Records provided:
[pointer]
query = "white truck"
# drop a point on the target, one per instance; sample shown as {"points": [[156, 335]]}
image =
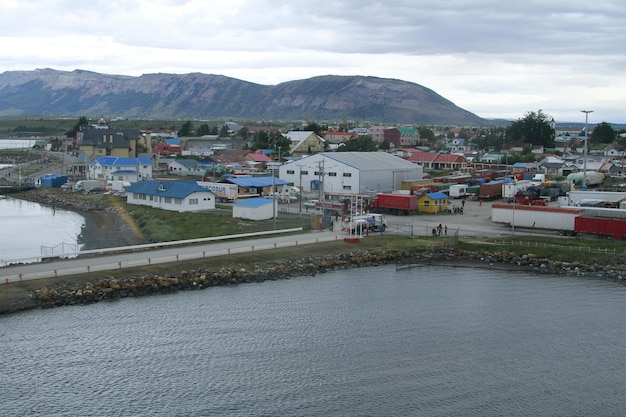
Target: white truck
{"points": [[117, 185], [509, 189], [561, 220], [359, 224], [225, 192], [86, 185]]}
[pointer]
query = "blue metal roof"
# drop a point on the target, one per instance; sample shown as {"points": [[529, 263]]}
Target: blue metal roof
{"points": [[124, 172], [174, 189], [253, 202], [256, 181], [117, 161]]}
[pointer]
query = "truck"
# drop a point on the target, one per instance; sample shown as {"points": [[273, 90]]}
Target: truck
{"points": [[510, 189], [394, 203], [490, 190], [225, 192], [458, 190], [567, 221], [86, 185], [559, 219], [365, 222]]}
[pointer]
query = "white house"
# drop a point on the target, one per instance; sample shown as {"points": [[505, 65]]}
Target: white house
{"points": [[349, 172], [185, 167], [255, 208], [113, 168], [178, 195]]}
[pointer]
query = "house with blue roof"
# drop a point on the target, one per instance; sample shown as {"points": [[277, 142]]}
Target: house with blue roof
{"points": [[175, 195], [114, 168]]}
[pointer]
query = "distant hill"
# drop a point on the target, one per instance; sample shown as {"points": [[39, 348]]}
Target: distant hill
{"points": [[49, 92]]}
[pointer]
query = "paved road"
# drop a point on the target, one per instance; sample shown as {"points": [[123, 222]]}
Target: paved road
{"points": [[475, 222], [173, 254]]}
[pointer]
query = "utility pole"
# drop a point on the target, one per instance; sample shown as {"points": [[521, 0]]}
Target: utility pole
{"points": [[301, 187], [320, 173], [585, 156]]}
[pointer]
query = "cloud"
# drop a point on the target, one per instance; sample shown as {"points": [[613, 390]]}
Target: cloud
{"points": [[496, 59]]}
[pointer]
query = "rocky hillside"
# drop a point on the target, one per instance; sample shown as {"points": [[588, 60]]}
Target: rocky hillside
{"points": [[202, 96]]}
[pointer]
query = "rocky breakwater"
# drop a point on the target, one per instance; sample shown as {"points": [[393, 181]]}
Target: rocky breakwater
{"points": [[136, 286]]}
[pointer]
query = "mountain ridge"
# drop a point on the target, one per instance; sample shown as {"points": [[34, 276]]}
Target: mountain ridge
{"points": [[208, 96]]}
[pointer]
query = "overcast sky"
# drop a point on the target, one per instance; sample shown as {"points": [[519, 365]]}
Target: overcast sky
{"points": [[497, 59]]}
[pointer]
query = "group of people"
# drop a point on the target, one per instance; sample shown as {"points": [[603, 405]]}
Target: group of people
{"points": [[438, 230]]}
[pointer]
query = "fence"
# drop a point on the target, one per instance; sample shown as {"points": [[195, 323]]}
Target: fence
{"points": [[587, 249]]}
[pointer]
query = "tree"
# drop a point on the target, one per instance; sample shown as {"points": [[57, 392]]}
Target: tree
{"points": [[534, 128], [185, 131], [603, 133], [82, 121]]}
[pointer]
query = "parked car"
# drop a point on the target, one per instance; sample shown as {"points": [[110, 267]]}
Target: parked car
{"points": [[94, 190]]}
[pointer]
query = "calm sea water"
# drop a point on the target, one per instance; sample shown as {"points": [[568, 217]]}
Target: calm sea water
{"points": [[426, 341], [29, 230]]}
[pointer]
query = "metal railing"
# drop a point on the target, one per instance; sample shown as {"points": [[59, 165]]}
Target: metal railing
{"points": [[588, 249]]}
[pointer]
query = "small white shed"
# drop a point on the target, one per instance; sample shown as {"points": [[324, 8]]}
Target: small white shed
{"points": [[255, 209]]}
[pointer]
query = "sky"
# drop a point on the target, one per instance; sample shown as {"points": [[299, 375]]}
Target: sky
{"points": [[497, 59]]}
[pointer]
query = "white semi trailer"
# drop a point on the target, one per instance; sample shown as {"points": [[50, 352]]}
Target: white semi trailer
{"points": [[559, 219]]}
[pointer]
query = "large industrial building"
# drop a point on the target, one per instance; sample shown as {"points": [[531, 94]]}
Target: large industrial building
{"points": [[349, 172]]}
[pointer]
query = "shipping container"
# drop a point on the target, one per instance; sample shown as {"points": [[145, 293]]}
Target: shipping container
{"points": [[394, 203]]}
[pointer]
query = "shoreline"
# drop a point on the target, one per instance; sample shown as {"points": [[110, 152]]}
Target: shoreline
{"points": [[87, 290], [105, 225], [103, 220]]}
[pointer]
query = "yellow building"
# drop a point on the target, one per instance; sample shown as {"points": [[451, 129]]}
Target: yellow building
{"points": [[433, 202], [305, 143]]}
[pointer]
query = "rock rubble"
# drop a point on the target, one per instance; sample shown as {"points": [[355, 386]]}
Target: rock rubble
{"points": [[136, 286]]}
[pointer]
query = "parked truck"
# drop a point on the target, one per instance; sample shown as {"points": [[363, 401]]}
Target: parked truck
{"points": [[393, 203], [86, 185], [510, 189], [491, 190], [225, 192], [567, 221], [458, 190]]}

Stated goal:
Repeat the data in full and exactly. Omit pictures.

Full answer:
[pointer]
query = "white truck"
# drop a point on the target, one per instance; sample shown as {"points": [[156, 335]]}
image =
Target: white truck
{"points": [[117, 185], [509, 189], [561, 220], [359, 224], [225, 192], [86, 185]]}
[pointer]
query = "blue metal roof"
# drop a point on the target, one per instance; sample shown as {"points": [[529, 263]]}
Target: blue metal roof
{"points": [[124, 172], [174, 189], [253, 202], [256, 181], [117, 161]]}
[pointer]
query = "truck"
# drop a point on the target, one per instance; sample shown as {"points": [[273, 90]]}
Target: truck
{"points": [[510, 189], [394, 203], [490, 190], [225, 192], [458, 190], [567, 221], [86, 185], [559, 219], [365, 222]]}
[pointer]
query = "white house"
# drop a point on the target, one per instance; sample shown as {"points": [[505, 65]]}
Target: white house
{"points": [[349, 172], [185, 167], [255, 208], [113, 168], [178, 195]]}
[pointer]
query = "house with blue roof"
# drop a point on the target, one per instance; sample shown as {"points": [[277, 142]]}
Target: house with blue roof
{"points": [[175, 195], [114, 168]]}
[pointer]
query = "distant hill"
# drop a point on the target, one per instance; sample shown as {"points": [[39, 348]]}
Target: distant hill
{"points": [[49, 92]]}
[pointer]
query = "paved road"
# drop a point on the target, one per instance; sample shown as {"points": [[123, 222]]}
Target: paved road
{"points": [[475, 222], [173, 254]]}
[pointer]
query = "utility pole"
# drop a point on the target, one per instance; sample shown as {"points": [[521, 0]]}
Target: utility pole
{"points": [[301, 187], [320, 173], [585, 156]]}
[pointer]
query = "cloud"
# drop a point on the target, one per instance; sample shown as {"points": [[613, 390]]}
Target: cloud
{"points": [[496, 59]]}
[pointer]
query = "rocky hillside"
# drop a point on the target, one per instance; sample shown as {"points": [[588, 60]]}
Target: rocky hillside
{"points": [[202, 96]]}
[pointer]
query = "rocky breakwater"
# drop a point on the target, one per instance; sample shown as {"points": [[393, 181]]}
Target: rocky breakwater
{"points": [[136, 286]]}
[pointer]
query = "mountain ridge"
# drop a point on the target, one per instance; sample shown as {"points": [[34, 276]]}
Target: mountain ridge
{"points": [[208, 96]]}
[pointer]
query = "overcast sky"
# drop a point on the target, one per instance; sample shown as {"points": [[519, 365]]}
Target: overcast sky
{"points": [[497, 59]]}
[pointer]
query = "group of people"
# drop a point on the target, one per instance; sample shown as {"points": [[603, 405]]}
Target: group of people
{"points": [[438, 230]]}
[pointer]
query = "fence"
# drop a point on the target, one per instance; sample shown as {"points": [[195, 323]]}
Target: fence
{"points": [[587, 249]]}
[pointer]
query = "tree"
# drop a point on the target, one per instance; sample shown as {"points": [[57, 392]]}
Target: tree
{"points": [[534, 128], [185, 131], [603, 133], [82, 121]]}
[pointer]
query = "parked car"
# drop a point on the target, one per instance; sample shown as {"points": [[110, 267]]}
Target: parked car
{"points": [[94, 190]]}
[pointer]
query = "calm sea water"
# drop a point on the target, one per instance; sample shown as {"points": [[568, 217]]}
Target: calm sea water
{"points": [[426, 341], [29, 230]]}
[pointer]
query = "metal railing"
# drop a point on the target, one per instance; sample shown as {"points": [[59, 165]]}
Target: metal railing
{"points": [[588, 249]]}
[pointer]
query = "small white shed"
# drop a point on the target, one per instance; sample shown as {"points": [[324, 8]]}
Target: small white shed
{"points": [[255, 209]]}
[pointer]
query = "sky"
# drop a point on the target, one per instance; sample shown as {"points": [[299, 375]]}
Target: sky
{"points": [[497, 59]]}
[pointer]
query = "white semi trailer"
# drop a point on the target, one per instance; sample shown as {"points": [[50, 352]]}
Target: white semi trailer
{"points": [[559, 219]]}
[pointer]
query = "large industrial building"
# drop a point on the target, one per instance; sample shown as {"points": [[531, 94]]}
Target: large industrial building
{"points": [[349, 172]]}
[pointer]
query = "shipping container"
# drop a point on the target, one per instance; sample shown as {"points": [[145, 293]]}
Target: shipping container
{"points": [[394, 203]]}
[pointer]
query = "shoreline"
# drop a point on the target, one per instance; sample shown as {"points": [[110, 152]]}
Target: shoreline
{"points": [[87, 290], [105, 225], [103, 220]]}
[pointer]
query = "yellow building"
# drop a point on the target, one per instance; sample shown as {"points": [[451, 129]]}
Target: yellow building
{"points": [[433, 202], [305, 143]]}
[pointer]
query = "rock rubble"
# drop a point on the target, one per instance; sample shown as {"points": [[355, 386]]}
Target: rock rubble
{"points": [[136, 286]]}
[pointer]
query = "parked truck"
# drop a point on the target, one per instance; sample shown as {"points": [[363, 401]]}
Target: parked truck
{"points": [[393, 203], [86, 185], [510, 189], [491, 190], [225, 192], [567, 221], [458, 190]]}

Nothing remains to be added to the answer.